TASK BRIEF:
Can you copy the material word for word, starting at the line containing "Q. Locate the mulch" and ending at the line containing "pixel 394 245", with both of those lines included?

AVAILABLE RECORDS:
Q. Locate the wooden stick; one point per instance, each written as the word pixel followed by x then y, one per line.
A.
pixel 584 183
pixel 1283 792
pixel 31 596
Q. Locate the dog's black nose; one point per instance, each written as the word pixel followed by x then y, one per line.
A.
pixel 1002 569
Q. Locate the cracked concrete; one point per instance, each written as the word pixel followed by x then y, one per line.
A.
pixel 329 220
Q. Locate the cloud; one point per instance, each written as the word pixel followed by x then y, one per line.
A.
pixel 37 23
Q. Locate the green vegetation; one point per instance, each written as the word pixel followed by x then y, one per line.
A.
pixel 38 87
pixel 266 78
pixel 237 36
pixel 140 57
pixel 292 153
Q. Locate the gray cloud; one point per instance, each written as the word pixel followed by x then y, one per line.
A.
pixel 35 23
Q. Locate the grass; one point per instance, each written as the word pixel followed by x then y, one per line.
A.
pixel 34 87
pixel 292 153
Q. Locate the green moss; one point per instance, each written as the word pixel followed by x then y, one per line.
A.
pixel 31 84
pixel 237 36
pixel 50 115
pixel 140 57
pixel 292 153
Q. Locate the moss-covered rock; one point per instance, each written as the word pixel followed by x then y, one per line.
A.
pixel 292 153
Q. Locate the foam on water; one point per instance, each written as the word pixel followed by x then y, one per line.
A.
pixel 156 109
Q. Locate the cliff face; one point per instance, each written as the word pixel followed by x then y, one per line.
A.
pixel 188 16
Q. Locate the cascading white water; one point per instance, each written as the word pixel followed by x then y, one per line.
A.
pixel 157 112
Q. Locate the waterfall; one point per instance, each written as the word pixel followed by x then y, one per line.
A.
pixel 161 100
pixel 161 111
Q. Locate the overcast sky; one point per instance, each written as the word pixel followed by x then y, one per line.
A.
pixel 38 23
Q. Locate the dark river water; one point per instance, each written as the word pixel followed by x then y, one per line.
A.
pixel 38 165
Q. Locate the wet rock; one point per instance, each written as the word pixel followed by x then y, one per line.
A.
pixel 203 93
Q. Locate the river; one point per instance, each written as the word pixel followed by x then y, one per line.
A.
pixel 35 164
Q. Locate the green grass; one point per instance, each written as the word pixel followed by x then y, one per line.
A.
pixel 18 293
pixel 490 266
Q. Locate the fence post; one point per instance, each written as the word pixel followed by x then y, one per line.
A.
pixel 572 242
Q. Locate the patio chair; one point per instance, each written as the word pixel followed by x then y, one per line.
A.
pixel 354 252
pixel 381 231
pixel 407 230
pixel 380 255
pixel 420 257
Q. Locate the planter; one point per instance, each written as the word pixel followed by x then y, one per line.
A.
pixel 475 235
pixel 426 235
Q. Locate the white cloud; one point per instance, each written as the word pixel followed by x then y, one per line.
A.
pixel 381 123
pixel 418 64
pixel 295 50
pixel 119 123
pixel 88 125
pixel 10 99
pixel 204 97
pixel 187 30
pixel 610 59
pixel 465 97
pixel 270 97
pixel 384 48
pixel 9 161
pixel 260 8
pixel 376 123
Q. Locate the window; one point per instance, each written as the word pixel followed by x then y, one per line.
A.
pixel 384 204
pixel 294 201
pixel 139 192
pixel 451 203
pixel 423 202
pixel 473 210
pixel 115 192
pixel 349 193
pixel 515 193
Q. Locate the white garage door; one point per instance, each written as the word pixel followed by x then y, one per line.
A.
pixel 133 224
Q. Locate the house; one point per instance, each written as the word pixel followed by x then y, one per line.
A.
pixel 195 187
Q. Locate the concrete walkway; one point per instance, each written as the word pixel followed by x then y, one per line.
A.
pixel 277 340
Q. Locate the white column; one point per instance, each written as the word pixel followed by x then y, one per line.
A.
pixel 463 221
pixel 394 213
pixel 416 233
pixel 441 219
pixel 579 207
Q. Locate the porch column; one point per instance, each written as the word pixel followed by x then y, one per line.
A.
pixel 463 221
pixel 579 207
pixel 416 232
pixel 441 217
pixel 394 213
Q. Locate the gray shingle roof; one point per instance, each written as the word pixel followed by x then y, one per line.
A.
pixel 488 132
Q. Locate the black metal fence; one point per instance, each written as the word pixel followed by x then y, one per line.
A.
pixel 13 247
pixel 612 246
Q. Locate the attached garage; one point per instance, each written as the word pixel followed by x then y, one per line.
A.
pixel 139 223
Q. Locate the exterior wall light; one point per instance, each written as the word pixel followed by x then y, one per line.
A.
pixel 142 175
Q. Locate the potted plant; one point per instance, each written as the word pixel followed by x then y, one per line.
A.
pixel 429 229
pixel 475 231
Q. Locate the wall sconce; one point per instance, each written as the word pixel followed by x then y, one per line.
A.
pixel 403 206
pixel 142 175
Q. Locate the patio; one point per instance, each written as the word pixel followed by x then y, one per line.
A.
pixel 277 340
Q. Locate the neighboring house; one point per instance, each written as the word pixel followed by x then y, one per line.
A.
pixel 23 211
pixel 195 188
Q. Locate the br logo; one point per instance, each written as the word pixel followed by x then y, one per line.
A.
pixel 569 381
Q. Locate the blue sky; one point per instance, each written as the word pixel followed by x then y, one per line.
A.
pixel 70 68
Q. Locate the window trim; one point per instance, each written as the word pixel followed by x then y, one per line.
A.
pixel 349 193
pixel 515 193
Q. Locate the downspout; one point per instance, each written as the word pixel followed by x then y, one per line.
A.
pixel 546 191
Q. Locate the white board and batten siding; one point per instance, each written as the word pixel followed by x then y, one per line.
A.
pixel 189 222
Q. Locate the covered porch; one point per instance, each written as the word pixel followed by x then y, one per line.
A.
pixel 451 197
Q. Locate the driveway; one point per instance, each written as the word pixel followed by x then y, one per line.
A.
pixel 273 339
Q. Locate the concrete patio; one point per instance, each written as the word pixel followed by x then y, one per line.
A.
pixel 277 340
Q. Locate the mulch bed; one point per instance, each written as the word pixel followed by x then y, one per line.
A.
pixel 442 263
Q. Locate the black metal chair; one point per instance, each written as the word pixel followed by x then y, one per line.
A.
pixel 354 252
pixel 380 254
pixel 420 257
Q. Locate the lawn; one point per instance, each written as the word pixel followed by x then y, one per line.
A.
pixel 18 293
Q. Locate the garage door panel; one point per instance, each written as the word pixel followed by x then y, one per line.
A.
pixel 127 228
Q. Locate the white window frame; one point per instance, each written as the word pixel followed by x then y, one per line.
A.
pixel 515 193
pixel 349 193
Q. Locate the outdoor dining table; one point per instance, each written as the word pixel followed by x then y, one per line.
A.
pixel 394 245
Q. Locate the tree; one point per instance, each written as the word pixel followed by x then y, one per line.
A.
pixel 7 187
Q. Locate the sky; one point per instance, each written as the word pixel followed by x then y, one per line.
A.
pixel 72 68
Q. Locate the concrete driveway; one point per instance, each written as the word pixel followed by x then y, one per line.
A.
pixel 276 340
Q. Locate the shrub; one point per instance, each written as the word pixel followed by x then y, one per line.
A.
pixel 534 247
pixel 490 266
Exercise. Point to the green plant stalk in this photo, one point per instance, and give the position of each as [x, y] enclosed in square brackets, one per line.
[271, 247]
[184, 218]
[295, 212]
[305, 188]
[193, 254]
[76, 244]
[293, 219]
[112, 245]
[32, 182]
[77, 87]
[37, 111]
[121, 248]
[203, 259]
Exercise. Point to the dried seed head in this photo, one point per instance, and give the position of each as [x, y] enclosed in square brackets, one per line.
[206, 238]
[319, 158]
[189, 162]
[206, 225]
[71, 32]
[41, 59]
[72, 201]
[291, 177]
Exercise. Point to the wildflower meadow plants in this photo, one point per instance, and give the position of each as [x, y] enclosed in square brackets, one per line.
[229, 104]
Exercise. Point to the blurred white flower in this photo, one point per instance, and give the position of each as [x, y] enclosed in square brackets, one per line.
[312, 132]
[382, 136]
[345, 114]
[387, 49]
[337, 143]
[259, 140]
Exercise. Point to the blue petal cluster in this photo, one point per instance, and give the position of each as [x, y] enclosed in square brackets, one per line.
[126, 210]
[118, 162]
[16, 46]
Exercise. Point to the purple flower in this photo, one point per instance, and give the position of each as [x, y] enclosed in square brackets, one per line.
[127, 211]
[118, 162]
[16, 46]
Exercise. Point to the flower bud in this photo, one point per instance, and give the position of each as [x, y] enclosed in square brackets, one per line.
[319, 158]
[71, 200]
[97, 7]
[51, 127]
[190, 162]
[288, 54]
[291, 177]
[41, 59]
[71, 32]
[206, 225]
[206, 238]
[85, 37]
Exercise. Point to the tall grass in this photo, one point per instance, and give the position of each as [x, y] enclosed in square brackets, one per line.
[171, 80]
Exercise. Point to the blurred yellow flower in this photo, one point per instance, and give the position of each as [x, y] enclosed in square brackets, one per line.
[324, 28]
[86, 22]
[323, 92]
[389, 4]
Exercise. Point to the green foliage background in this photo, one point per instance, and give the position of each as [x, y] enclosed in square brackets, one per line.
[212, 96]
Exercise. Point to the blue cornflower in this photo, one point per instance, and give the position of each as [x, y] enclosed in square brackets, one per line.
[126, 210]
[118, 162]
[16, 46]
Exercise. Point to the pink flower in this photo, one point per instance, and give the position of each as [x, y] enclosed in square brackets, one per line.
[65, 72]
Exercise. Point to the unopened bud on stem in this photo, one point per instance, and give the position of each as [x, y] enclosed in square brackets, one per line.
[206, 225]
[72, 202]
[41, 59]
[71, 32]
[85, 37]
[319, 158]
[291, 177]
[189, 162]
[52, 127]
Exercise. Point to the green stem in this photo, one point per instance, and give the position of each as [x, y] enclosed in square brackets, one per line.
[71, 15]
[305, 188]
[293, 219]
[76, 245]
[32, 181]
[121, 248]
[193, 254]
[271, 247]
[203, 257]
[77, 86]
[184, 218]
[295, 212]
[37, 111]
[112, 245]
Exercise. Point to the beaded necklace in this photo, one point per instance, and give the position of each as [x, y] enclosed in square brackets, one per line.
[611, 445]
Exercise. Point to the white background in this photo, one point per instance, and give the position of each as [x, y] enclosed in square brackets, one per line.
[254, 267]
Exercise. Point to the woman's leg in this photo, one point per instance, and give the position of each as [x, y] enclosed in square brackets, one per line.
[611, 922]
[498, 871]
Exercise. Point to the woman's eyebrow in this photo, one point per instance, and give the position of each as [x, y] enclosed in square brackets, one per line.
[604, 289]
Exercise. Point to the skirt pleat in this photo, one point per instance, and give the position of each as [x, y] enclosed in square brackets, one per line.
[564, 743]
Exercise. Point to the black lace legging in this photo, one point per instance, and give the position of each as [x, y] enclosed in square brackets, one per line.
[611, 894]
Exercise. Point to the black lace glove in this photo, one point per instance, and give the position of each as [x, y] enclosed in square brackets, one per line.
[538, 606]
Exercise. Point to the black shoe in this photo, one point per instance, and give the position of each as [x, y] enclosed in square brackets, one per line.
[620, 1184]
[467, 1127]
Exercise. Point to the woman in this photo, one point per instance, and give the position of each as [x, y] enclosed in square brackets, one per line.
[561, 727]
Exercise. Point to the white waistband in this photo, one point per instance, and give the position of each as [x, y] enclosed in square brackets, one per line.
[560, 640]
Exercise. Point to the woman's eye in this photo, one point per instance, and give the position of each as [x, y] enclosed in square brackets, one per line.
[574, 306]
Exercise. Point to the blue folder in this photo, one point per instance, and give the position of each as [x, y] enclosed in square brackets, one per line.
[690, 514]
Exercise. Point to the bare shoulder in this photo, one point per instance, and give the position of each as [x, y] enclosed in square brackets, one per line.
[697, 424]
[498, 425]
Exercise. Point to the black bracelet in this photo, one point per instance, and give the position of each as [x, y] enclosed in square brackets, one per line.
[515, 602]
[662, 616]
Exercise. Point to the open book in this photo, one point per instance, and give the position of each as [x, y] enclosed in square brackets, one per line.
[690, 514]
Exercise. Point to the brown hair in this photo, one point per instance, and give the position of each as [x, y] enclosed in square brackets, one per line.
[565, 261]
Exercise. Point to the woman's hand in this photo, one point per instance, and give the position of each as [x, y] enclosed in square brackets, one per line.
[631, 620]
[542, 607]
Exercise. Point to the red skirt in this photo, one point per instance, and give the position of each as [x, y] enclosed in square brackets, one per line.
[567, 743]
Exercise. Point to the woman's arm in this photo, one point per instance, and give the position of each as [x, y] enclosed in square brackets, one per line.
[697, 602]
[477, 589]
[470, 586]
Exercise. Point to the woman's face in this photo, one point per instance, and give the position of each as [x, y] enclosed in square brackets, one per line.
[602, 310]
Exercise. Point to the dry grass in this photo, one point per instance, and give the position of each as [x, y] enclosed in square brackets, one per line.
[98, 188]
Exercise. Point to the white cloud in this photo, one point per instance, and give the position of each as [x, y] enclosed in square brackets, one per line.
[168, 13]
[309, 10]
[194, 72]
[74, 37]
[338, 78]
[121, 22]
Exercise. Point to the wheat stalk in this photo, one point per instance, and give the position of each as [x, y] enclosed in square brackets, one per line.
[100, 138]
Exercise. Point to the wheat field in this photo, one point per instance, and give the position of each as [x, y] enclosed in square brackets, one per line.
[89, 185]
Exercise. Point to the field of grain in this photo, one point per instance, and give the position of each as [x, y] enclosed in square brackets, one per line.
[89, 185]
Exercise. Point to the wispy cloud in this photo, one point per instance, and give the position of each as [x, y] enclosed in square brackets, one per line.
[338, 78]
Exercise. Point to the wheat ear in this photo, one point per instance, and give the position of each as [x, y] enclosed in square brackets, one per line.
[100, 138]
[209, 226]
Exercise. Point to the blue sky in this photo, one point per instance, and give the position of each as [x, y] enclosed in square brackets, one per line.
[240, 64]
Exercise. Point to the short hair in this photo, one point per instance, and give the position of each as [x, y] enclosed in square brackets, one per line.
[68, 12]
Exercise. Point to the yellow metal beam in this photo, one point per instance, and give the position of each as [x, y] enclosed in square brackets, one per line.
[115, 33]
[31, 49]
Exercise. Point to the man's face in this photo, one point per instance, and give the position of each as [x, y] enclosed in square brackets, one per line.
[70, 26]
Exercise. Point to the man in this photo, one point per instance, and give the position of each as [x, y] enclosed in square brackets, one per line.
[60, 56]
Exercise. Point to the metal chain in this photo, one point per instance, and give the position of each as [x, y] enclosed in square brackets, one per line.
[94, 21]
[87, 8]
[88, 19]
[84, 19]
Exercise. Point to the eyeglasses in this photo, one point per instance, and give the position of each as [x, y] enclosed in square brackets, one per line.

SOLUTION FOR THIS PROBLEM:
Q. Locate the mulch bed; one point per instance, each written as the word pixel followed by x then y, one per line.
A.
pixel 442 263
Q. Locate the black metal chair; one point per instance, each written as the word pixel followed by x then y, one per line.
A.
pixel 354 252
pixel 380 254
pixel 420 257
Q. Locate the lawn; one point per instance, each written as the word pixel followed by x then y, one per line.
A.
pixel 18 293
Q. Locate the garage door panel; one point per instance, each written as the word pixel followed by x then y, one per line.
A.
pixel 127 228
Q. Locate the white window frame; one point per instance, each written as the word pixel followed by x then y, one per line.
A.
pixel 515 193
pixel 349 193
Q. Locate the outdoor dining table; one point per instance, each written as the word pixel followed by x then y, one per line.
A.
pixel 394 245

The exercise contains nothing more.